■ What the task requires ■
Find every line in the records below that contains the word "truck", and copy each of those lines. Case counts.

Region outline entries:
++++++++
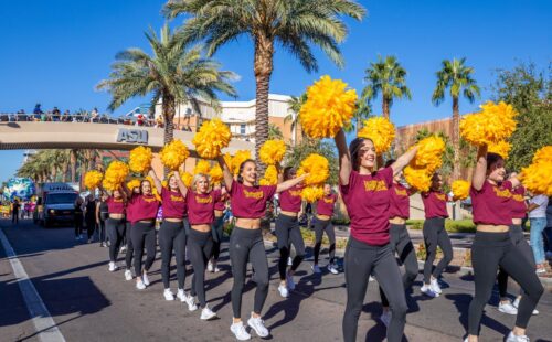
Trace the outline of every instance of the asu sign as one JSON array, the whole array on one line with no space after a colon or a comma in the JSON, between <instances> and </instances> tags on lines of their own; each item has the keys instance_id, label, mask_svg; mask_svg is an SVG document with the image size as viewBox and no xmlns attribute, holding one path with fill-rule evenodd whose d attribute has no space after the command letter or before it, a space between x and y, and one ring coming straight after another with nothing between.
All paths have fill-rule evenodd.
<instances>
[{"instance_id":1,"label":"asu sign","mask_svg":"<svg viewBox=\"0 0 552 342\"><path fill-rule=\"evenodd\" d=\"M148 143L148 131L141 129L119 128L117 142Z\"/></svg>"}]
</instances>

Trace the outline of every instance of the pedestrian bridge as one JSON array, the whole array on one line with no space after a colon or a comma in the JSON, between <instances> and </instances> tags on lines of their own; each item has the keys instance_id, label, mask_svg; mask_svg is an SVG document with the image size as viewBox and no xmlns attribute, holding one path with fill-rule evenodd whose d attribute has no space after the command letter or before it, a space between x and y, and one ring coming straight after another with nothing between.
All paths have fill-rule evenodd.
<instances>
[{"instance_id":1,"label":"pedestrian bridge","mask_svg":"<svg viewBox=\"0 0 552 342\"><path fill-rule=\"evenodd\" d=\"M195 157L194 132L174 130ZM0 122L0 150L25 149L106 149L131 150L148 146L153 151L163 147L163 128L98 122L12 121ZM225 152L250 150L254 143L232 139Z\"/></svg>"}]
</instances>

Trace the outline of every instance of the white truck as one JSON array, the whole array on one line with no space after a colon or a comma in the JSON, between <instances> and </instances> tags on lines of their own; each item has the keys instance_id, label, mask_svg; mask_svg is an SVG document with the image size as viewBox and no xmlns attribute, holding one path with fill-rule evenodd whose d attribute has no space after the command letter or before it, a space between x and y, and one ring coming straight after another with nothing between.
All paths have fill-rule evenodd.
<instances>
[{"instance_id":1,"label":"white truck","mask_svg":"<svg viewBox=\"0 0 552 342\"><path fill-rule=\"evenodd\" d=\"M73 223L78 188L77 183L43 183L38 186L34 223L45 228L55 223Z\"/></svg>"}]
</instances>

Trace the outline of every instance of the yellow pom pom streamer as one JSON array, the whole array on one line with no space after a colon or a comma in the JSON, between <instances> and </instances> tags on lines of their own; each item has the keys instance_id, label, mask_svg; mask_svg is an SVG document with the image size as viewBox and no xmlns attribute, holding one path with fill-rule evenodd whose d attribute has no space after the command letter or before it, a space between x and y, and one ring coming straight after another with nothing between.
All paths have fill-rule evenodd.
<instances>
[{"instance_id":1,"label":"yellow pom pom streamer","mask_svg":"<svg viewBox=\"0 0 552 342\"><path fill-rule=\"evenodd\" d=\"M469 196L469 182L464 180L454 181L450 184L453 190L453 201L464 201Z\"/></svg>"},{"instance_id":2,"label":"yellow pom pom streamer","mask_svg":"<svg viewBox=\"0 0 552 342\"><path fill-rule=\"evenodd\" d=\"M219 119L203 122L200 131L193 137L193 145L201 158L214 159L221 150L230 143L232 135L230 128Z\"/></svg>"},{"instance_id":3,"label":"yellow pom pom streamer","mask_svg":"<svg viewBox=\"0 0 552 342\"><path fill-rule=\"evenodd\" d=\"M404 168L404 179L417 191L426 192L432 185L432 175L427 169Z\"/></svg>"},{"instance_id":4,"label":"yellow pom pom streamer","mask_svg":"<svg viewBox=\"0 0 552 342\"><path fill-rule=\"evenodd\" d=\"M104 179L104 174L102 174L102 172L96 171L96 170L88 171L84 175L84 185L88 190L95 190L96 188L99 186L99 184L102 184L103 179Z\"/></svg>"},{"instance_id":5,"label":"yellow pom pom streamer","mask_svg":"<svg viewBox=\"0 0 552 342\"><path fill-rule=\"evenodd\" d=\"M306 185L319 185L323 184L328 177L330 177L329 162L326 157L312 153L307 157L297 170L297 175L308 173L305 179Z\"/></svg>"},{"instance_id":6,"label":"yellow pom pom streamer","mask_svg":"<svg viewBox=\"0 0 552 342\"><path fill-rule=\"evenodd\" d=\"M307 101L299 111L299 121L310 138L331 138L347 126L357 109L357 92L347 90L347 83L325 75L307 89Z\"/></svg>"},{"instance_id":7,"label":"yellow pom pom streamer","mask_svg":"<svg viewBox=\"0 0 552 342\"><path fill-rule=\"evenodd\" d=\"M323 188L321 185L305 186L301 190L301 199L308 203L314 203L323 197Z\"/></svg>"},{"instance_id":8,"label":"yellow pom pom streamer","mask_svg":"<svg viewBox=\"0 0 552 342\"><path fill-rule=\"evenodd\" d=\"M381 154L391 148L395 139L395 125L384 117L373 117L364 121L359 137L372 140L375 153Z\"/></svg>"},{"instance_id":9,"label":"yellow pom pom streamer","mask_svg":"<svg viewBox=\"0 0 552 342\"><path fill-rule=\"evenodd\" d=\"M276 185L278 184L278 170L275 165L268 165L265 171L265 175L261 181L258 181L261 185Z\"/></svg>"},{"instance_id":10,"label":"yellow pom pom streamer","mask_svg":"<svg viewBox=\"0 0 552 342\"><path fill-rule=\"evenodd\" d=\"M179 139L174 139L166 145L161 153L159 153L162 164L171 171L178 170L189 156L190 152L188 148L182 140Z\"/></svg>"},{"instance_id":11,"label":"yellow pom pom streamer","mask_svg":"<svg viewBox=\"0 0 552 342\"><path fill-rule=\"evenodd\" d=\"M466 115L460 120L460 136L471 145L490 145L507 140L516 130L518 115L511 105L488 101L481 111Z\"/></svg>"},{"instance_id":12,"label":"yellow pom pom streamer","mask_svg":"<svg viewBox=\"0 0 552 342\"><path fill-rule=\"evenodd\" d=\"M267 140L258 150L258 158L267 165L279 163L286 154L286 143L283 140Z\"/></svg>"},{"instance_id":13,"label":"yellow pom pom streamer","mask_svg":"<svg viewBox=\"0 0 552 342\"><path fill-rule=\"evenodd\" d=\"M130 171L144 174L151 168L152 159L153 153L151 153L151 149L139 146L130 151L128 167L130 168Z\"/></svg>"}]
</instances>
++++++++
■ The solution ■
Trace the outline of every instance of the white truck as one JSON array, the whole array on one line with no space after a colon or a comma in the JSON, between <instances> and </instances> tags on lines of their own; each item has the keys instance_id, label, mask_svg; mask_svg is an SVG document with the image size as viewBox and no xmlns attribute, holding one path with fill-rule evenodd whose d attribute has no space after the command letter or before it, a space between x and y, and one ring coming straight after another with nothing between.
[{"instance_id":1,"label":"white truck","mask_svg":"<svg viewBox=\"0 0 552 342\"><path fill-rule=\"evenodd\" d=\"M73 223L78 188L77 183L43 183L38 186L34 223L45 228L55 223Z\"/></svg>"}]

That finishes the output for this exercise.